━━━ Source records ━━━

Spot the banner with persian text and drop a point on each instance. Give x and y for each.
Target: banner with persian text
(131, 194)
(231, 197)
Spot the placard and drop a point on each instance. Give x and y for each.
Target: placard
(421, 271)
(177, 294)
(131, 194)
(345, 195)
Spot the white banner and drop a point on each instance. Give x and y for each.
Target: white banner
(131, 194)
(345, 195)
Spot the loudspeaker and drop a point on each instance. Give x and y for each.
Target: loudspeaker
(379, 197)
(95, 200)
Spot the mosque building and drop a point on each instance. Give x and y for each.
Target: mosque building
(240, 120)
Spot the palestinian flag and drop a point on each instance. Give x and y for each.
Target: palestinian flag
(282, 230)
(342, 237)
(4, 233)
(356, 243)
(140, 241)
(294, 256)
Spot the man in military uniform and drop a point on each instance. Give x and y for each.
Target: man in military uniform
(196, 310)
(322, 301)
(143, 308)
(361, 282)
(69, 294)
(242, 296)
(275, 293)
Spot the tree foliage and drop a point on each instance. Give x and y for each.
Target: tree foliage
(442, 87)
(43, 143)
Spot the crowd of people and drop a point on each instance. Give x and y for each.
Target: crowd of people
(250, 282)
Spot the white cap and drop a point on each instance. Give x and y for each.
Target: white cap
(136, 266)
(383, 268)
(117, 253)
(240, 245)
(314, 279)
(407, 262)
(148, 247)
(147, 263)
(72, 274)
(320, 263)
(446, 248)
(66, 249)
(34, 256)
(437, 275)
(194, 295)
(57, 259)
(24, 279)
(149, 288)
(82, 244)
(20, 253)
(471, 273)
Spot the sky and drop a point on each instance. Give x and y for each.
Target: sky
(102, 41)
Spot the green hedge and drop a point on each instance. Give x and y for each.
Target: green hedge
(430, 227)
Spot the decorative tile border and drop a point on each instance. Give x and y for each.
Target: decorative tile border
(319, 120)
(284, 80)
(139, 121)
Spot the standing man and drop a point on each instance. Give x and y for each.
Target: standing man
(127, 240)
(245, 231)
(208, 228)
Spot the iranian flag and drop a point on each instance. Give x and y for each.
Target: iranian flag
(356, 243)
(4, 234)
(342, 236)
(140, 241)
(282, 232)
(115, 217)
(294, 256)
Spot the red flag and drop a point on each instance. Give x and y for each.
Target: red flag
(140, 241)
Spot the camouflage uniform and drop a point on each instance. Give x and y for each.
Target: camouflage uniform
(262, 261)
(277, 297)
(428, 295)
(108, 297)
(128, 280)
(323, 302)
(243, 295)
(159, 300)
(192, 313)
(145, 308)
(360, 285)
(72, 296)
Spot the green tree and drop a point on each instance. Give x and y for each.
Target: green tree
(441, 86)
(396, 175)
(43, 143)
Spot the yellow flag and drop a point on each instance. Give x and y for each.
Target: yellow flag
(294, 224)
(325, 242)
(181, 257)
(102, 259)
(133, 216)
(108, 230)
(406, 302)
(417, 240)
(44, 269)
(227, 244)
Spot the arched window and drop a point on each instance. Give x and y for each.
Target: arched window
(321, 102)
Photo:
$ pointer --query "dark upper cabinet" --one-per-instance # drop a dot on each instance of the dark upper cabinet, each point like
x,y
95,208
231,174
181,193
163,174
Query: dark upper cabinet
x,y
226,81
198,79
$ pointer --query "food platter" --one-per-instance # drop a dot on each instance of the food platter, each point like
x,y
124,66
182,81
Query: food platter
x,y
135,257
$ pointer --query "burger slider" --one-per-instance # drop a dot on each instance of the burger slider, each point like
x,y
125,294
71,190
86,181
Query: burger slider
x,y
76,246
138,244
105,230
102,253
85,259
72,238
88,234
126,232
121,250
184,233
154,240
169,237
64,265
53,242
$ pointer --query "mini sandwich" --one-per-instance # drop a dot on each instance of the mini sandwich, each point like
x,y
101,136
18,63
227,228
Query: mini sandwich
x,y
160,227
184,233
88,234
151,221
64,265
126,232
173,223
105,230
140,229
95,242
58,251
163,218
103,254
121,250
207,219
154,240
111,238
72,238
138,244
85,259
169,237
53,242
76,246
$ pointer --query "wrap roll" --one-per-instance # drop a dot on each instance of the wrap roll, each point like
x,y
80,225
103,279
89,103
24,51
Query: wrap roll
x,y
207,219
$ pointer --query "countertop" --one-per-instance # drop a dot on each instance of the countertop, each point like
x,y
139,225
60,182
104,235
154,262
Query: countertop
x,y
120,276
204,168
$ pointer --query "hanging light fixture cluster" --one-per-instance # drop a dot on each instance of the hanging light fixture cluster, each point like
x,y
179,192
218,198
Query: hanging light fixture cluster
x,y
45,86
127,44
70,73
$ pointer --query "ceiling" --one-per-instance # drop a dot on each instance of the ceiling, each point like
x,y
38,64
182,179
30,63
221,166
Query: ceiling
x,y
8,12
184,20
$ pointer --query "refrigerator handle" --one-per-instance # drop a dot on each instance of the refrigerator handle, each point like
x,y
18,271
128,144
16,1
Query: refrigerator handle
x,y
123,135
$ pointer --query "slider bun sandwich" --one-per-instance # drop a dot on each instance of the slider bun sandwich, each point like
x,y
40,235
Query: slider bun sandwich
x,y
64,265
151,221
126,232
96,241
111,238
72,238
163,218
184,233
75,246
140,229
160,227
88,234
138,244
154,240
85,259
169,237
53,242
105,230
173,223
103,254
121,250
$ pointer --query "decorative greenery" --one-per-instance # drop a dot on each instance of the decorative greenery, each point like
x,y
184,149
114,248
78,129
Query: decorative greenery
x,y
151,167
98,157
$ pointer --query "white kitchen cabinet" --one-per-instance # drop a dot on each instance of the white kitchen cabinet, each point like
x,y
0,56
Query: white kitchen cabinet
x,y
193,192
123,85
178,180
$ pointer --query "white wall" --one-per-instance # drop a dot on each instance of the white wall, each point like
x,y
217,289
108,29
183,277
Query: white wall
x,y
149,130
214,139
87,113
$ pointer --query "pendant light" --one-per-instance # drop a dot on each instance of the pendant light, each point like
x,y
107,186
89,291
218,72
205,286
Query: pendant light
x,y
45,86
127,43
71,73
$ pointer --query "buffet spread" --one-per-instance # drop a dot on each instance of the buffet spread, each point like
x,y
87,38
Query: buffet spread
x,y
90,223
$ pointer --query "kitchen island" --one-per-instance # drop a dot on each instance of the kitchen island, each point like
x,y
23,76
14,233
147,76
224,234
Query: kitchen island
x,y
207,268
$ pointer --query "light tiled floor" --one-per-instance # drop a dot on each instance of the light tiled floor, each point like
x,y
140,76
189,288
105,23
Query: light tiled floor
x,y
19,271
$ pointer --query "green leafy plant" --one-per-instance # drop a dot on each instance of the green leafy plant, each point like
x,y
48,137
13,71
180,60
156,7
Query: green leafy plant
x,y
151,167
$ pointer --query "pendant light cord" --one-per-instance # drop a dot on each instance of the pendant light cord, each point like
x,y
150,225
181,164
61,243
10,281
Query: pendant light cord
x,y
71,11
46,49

━━━

Output the full listing. Match it exactly.

Spot the banner with persian text and drop a point on each instance. Give x and y for each.
Target: banner with persian text
(131, 194)
(231, 197)
Spot the placard and drop a point on each instance. Give x and y for each.
Target: placard
(421, 271)
(177, 294)
(131, 194)
(345, 195)
Spot the white banner and drop a point on each instance. Give x and y for each.
Target: white banner
(131, 194)
(345, 195)
Spot the loudspeaker and drop a point on each instance. Give x and y for each.
Target: loudspeaker
(379, 197)
(95, 200)
Spot the mosque building and drop a point on each instance. Give x and y for each.
Target: mosque building
(240, 120)
Spot the palestinian flag and drop a point on each instance. Give x and y for each.
Target: palestinian flag
(282, 230)
(342, 237)
(4, 233)
(356, 243)
(140, 241)
(294, 256)
Spot the man in military uniform and drop a point on each instance. Give x and y for each.
Target: man in military uniform
(196, 310)
(322, 301)
(143, 308)
(361, 282)
(69, 294)
(242, 296)
(275, 293)
Spot the tree foliage and drop a point on each instance. Give x and y for each.
Target: tree foliage
(442, 87)
(43, 143)
Spot the crowd of people and drop a point on each instance. Give x and y for each.
Target: crowd of people
(250, 282)
Spot the white cap and drop a point on each instance. Give x and y for each.
Target: white cap
(136, 266)
(383, 268)
(117, 253)
(240, 245)
(314, 279)
(407, 262)
(148, 247)
(147, 263)
(72, 274)
(320, 263)
(446, 248)
(66, 249)
(34, 256)
(437, 275)
(194, 295)
(57, 259)
(24, 279)
(149, 288)
(82, 244)
(20, 253)
(471, 273)
Spot the sky and drop a point on each instance. Give x and y for each.
Target: sky
(102, 41)
Spot the green hedge and drop a point on each instance. Give x and y for each.
Target: green hedge
(430, 227)
Spot the decorative tile border and drop a point on each instance. Give x and y for each.
Target: decorative tile border
(319, 120)
(284, 80)
(139, 121)
Spot the standing man and drop a point on each instance. Give x and y for each.
Target: standing man
(127, 240)
(245, 231)
(208, 228)
Spot the iranian flag and drop a point on each instance. Give x and y for each.
Target: iranian flag
(356, 243)
(4, 234)
(342, 236)
(140, 241)
(282, 232)
(115, 217)
(294, 256)
Spot the red flag and drop a point on each instance. Give x and y for each.
Target: red flag
(140, 241)
Spot the camouflage uniform and drop a point on each instance. Give x and y for each.
Target: camouflage uniform
(262, 261)
(277, 297)
(428, 295)
(108, 297)
(128, 280)
(323, 302)
(243, 295)
(159, 300)
(192, 313)
(145, 308)
(360, 285)
(72, 296)
Spot the green tree and drop a point on each instance. Give x and y for each.
Target: green tree
(441, 86)
(396, 175)
(43, 143)
Spot the yellow flag and drop a point on each instance. Give x and y for each.
Target: yellow flag
(294, 224)
(325, 242)
(181, 257)
(102, 259)
(133, 216)
(108, 230)
(406, 302)
(417, 240)
(44, 269)
(227, 244)
Spot the arched window and drop a point on each instance. Give x and y for each.
Target: arched window
(321, 102)
Photo:
$ pointer --query "dark upper cabinet" --one-per-instance # drop a dot on each instance of the dark upper cabinet, each point like
x,y
95,208
231,174
181,193
163,174
Query: dark upper cabinet
x,y
226,81
198,79
$ pointer --query "food platter" --one-per-instance # drop a dot on each instance of the food platter, each point like
x,y
124,66
182,81
Query: food platter
x,y
135,257
$ pointer --query "burger slider" --one-per-instance # drop a dot on each instance of the burger slider, each point like
x,y
125,294
71,190
86,181
Query: burger slider
x,y
76,246
138,244
105,230
102,253
85,259
72,238
88,234
126,232
121,250
184,233
154,240
169,237
64,265
53,242
$ pointer --query "mini sandwich" --one-per-instance # drop a dot on each instance of the mini sandwich, each point like
x,y
101,136
18,63
227,228
Query: mini sandwich
x,y
160,227
184,233
88,234
151,221
64,265
126,232
173,223
105,230
140,229
95,242
58,251
163,218
103,254
121,250
207,219
154,240
111,238
72,238
138,244
85,259
169,237
53,242
76,246
$ pointer --query "wrap roll" --one-per-instance # drop a dot on each instance of the wrap roll, each point like
x,y
80,225
103,279
89,103
24,51
Query: wrap roll
x,y
207,219
$ pointer --query "countertop" --one-per-instance # drop a dot on each instance of the countertop, each point like
x,y
139,225
60,182
104,235
154,262
Query: countertop
x,y
120,276
204,168
$ pointer --query "hanging light fixture cluster" --one-per-instance # drop a dot on each instance of the hanging light fixture cluster, each point like
x,y
179,192
218,198
Query: hanging light fixture cluster
x,y
45,86
127,44
70,73
$ pointer --query "ceiling" --one-per-instance # drop a dot on each instance of the ceiling, each point like
x,y
38,64
182,179
30,63
221,166
Query: ceiling
x,y
8,12
184,20
$ pointer --query "refrigerator handle" --one-per-instance # drop a dot on each instance of the refrigerator handle, each point like
x,y
18,271
128,144
16,1
Query: refrigerator handle
x,y
123,135
$ pointer --query "slider bun sandwich" --one-per-instance # drop a dot on each instance of the slider bun sandwich, each point like
x,y
40,235
Query: slider bun sandwich
x,y
64,265
151,221
126,232
96,241
111,238
72,238
163,218
184,233
75,246
140,229
160,227
88,234
138,244
154,240
85,259
169,237
53,242
105,230
173,223
103,254
121,250
$ pointer --query "decorative greenery" --one-per-instance # drop a dot on each instance of the decorative greenery, each point like
x,y
184,149
114,248
78,129
Query: decorative greenery
x,y
151,167
98,157
$ pointer --query "white kitchen cabinet" --one-per-instance # drop a dot on each instance of the white kitchen cabinet, each point like
x,y
0,56
Query: white kitchen cabinet
x,y
193,192
123,85
178,180
$ pointer --query "white wall" --one-per-instance # drop a dot on each instance of the white wall, each point like
x,y
217,289
108,29
183,277
Query: white wall
x,y
149,130
214,139
87,113
$ pointer --query "pendant light" --one-per-instance # drop a dot on each instance of the pendant light, each point like
x,y
107,186
89,291
218,72
205,286
Query: pendant light
x,y
45,86
127,43
71,73
$ pointer --query "buffet spread" --one-per-instance # drop a dot on each instance of the buffet spread, each point like
x,y
87,38
Query: buffet spread
x,y
90,223
$ pointer --query "kitchen island" --one-per-instance # drop a dot on each instance of the kitchen island, each point like
x,y
23,76
14,233
147,76
224,234
Query: kitchen island
x,y
207,268
$ pointer --query "light tiled floor" --one-per-instance # drop a dot on each instance of the light tiled floor, each point like
x,y
140,76
189,288
105,23
Query: light tiled floor
x,y
19,271
$ pointer --query "green leafy plant" --one-per-instance # drop a dot on each instance of the green leafy plant, each point like
x,y
48,137
13,71
180,60
156,7
Query: green leafy plant
x,y
151,167
$ pointer --query "pendant light cord" --one-per-instance # drop a dot on each instance of the pendant light cord, each point like
x,y
150,225
181,164
61,243
10,281
Query: pendant light cord
x,y
71,11
46,49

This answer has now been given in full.